== AIM A ==
According to the excerpt below, after how long does an unanswered approval request auto-reject?

== EXCERPT ==
»»

The global per-run budget (the “Max Budget” control) does not live in the Safety Rules API. It is stored on a single canonical global Policy row and managed through its own endpoints:

Method	Route	Purpose
`GET`	`/api/settings/budget`	Read the global spend cap (`null` = no cap)
`PUT`	`/api/settings/budget`	Set or clear the cap (`maxBudgetUsd`: positive, max `1000`, or `null`)

Setting the budget is gated by the generic write capability (editor+), not by admin — so any editor can change the workspace spend cap. Compare with credential editing, which is admin-only. See Users & roles.

Human approvals

When a tool call matches a requireApproval pattern on an interactive run, the run pauses (the Assistant goes to waiting_approval) and RondoFlow surfaces an approval dialog (“Action Required”). The Assistant cannot proceed until you respond.

The dialog shows:

The Assistant name and the tool being requested.
A plain-language description of what it wants to do.
The exact command, with an automatic risk badge (high / medium / low) computed purely from the command string by regex, independent of which policy pattern matched.
A countdown to auto-dismiss.

Risk tiers are assigned like this:

Tier	Triggering patterns (examples)
High	`rm -rf`, `DROP TABLE`, `TRUNCATE`, `FORMAT`, `chmod 777`, `sudo`, `eval`, raw-disk redirects (`> /dev/sd…`)
Medium	`git push`, `git force`, `deploy`, `publish`, `npm publish`, `write`, `delete`
Low	everything else

You have three choices:

Action	Result	Shortcut
Approve	The command runs as shown	`Enter`
Edit & Approve	Edit the command first, then run the edited version	—
Reject	The command is denied	`Esc`

Approvals are ephemeral and time-boxed. An unanswered request auto-rejects after about 5 minutes (the default approval timeout). A watchdog sweeps expired requests every 10 seconds, so a forgotten dialog fails safe — it is denied, never silently approved.

Pending approvals live in memory only — they are not persisted. If the server restarts or crashes while a request is open, the pending approval is lost and the Assistant can be left stuck at waiting_approval in the database. Stop and re-run the Assistant to recover.

Worked example: resolution in action

Suppose two layers apply to one Assistant run (global + Assistant — the layers that actually take effect on interactive runs):


// Global Safety Rule
{
  "maxBudgetUsd": 200,
  "blockedCommands": ["rm -rf /"],
  "permissionMode": "dontAsk"
}
// Assistant Safety Rule
{
  "maxBudgetUsd": 100,
  "blockedCommands": ["DROP TABLE"],
  "requireApproval": ["git push"],
  "permissionMode": "default"

««

== AIM B ==
Please pick out every line of the records below that contains the string "track". Case counts.

[Position identification records]

»»

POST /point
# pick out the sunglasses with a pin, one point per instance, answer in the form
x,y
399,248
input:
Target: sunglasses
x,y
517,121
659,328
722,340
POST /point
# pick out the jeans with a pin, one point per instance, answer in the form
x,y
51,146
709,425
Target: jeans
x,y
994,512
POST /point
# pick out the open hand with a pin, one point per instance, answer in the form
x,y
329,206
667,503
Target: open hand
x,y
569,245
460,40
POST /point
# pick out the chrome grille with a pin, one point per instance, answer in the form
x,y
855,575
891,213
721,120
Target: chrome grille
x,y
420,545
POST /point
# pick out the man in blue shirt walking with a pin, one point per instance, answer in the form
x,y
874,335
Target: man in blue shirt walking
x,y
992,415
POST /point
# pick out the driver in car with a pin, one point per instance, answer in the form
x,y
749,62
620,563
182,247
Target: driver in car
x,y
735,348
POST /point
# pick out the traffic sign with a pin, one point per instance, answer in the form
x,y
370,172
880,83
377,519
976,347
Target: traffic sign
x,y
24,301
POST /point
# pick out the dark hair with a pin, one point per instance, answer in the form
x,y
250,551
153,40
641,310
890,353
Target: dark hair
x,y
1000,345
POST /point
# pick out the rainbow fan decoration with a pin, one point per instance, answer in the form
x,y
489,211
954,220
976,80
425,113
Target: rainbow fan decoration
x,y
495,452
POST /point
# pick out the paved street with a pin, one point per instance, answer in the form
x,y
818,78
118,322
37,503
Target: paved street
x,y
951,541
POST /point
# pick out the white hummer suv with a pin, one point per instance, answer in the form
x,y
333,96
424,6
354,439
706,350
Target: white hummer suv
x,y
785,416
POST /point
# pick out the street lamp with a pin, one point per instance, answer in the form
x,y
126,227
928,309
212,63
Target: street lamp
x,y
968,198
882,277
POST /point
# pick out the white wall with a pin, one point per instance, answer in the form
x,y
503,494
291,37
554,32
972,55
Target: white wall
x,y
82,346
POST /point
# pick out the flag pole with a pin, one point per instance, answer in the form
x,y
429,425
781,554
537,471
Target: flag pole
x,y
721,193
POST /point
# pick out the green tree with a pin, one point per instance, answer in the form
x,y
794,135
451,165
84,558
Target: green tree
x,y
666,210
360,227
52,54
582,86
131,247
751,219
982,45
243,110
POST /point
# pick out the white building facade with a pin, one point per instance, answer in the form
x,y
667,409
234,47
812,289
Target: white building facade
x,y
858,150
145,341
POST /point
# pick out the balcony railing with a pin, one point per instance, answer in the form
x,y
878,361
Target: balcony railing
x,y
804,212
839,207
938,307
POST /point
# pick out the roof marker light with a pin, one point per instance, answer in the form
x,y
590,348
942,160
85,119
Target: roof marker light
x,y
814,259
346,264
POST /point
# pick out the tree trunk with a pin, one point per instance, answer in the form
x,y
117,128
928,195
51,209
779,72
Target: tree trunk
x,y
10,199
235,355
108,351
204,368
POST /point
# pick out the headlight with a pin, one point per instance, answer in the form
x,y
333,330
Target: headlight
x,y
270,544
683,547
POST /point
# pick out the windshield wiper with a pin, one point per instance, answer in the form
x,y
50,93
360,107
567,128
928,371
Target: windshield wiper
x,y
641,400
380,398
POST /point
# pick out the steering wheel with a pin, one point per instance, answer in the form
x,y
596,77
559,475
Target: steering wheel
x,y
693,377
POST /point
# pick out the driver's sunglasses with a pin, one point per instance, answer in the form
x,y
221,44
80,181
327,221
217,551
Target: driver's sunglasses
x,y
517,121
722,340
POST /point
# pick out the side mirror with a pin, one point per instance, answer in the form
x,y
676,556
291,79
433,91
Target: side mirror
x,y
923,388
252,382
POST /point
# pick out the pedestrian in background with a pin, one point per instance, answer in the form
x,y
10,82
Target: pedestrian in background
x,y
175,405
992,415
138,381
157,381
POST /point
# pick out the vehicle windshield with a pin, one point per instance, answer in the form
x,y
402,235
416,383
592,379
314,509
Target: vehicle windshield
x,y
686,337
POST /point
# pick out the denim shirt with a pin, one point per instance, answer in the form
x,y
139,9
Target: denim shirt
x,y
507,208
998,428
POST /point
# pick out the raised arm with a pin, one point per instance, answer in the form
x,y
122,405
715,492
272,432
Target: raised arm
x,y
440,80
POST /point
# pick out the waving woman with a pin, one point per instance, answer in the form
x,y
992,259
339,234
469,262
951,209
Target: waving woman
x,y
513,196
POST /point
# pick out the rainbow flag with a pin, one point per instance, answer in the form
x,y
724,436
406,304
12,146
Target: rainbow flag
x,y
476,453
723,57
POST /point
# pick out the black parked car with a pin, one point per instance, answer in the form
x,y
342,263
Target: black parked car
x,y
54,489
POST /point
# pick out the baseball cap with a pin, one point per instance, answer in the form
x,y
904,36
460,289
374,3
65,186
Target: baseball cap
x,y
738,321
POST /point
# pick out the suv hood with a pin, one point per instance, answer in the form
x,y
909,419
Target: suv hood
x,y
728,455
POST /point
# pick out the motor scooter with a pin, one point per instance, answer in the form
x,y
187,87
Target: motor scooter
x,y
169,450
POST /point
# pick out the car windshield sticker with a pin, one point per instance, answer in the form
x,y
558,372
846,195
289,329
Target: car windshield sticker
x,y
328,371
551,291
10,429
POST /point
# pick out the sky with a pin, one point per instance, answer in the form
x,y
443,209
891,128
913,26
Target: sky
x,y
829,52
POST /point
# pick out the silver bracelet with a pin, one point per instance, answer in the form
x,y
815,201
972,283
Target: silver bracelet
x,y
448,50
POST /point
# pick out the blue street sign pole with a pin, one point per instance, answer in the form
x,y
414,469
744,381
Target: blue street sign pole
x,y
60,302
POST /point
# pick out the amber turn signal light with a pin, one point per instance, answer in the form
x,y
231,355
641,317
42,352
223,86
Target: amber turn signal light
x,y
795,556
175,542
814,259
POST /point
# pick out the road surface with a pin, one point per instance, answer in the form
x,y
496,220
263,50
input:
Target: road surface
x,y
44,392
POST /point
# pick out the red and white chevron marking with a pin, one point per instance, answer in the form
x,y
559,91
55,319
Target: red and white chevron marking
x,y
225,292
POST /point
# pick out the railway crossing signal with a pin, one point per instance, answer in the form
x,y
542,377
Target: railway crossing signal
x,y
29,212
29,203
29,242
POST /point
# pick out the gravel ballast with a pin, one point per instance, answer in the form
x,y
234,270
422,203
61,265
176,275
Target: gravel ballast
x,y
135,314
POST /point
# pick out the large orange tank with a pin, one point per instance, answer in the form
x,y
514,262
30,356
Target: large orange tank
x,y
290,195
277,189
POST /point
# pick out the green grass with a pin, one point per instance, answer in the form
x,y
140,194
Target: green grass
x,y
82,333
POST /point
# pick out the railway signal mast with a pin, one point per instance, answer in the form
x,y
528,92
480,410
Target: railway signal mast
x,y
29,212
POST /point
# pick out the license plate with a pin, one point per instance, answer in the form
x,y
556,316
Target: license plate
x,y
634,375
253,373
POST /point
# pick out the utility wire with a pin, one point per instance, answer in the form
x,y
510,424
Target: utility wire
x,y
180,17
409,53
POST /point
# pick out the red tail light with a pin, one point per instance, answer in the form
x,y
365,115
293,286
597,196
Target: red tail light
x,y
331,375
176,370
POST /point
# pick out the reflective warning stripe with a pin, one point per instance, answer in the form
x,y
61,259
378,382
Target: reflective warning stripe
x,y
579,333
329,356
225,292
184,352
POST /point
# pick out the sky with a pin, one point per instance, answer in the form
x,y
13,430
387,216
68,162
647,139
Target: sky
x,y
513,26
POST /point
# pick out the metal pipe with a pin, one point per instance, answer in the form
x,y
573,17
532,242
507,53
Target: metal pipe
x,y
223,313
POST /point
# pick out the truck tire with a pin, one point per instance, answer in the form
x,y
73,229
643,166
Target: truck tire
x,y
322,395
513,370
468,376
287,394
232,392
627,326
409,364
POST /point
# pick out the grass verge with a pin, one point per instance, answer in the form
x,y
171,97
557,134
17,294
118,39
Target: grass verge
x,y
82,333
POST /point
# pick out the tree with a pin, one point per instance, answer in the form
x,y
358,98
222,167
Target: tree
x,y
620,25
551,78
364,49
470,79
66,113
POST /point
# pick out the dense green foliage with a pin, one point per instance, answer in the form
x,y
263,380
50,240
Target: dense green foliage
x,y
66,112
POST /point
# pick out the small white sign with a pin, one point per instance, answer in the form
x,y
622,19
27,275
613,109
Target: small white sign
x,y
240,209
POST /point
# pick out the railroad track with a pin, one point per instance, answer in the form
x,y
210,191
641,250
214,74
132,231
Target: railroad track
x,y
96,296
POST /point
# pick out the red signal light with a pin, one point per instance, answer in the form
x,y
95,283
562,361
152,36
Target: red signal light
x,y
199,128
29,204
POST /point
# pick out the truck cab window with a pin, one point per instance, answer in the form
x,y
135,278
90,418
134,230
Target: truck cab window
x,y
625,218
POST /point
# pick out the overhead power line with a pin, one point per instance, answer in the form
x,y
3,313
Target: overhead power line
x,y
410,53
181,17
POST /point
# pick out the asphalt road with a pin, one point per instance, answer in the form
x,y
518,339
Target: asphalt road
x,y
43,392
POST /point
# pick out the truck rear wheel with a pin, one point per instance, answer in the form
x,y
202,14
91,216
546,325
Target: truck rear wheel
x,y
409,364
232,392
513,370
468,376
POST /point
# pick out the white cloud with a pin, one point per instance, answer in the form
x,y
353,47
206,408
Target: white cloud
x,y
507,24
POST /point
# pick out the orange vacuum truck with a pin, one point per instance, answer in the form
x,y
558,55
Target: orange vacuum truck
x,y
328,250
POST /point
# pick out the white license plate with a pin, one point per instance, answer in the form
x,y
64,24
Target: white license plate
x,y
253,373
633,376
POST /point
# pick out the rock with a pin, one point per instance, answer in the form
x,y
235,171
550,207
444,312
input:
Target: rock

««

== EXPECTED OUTPUT A ==
After about 5 minutes.

== EXPECTED OUTPUT B ==
# pick out the railroad track with a pin, one point per instance, answer in the form
Target: railroad track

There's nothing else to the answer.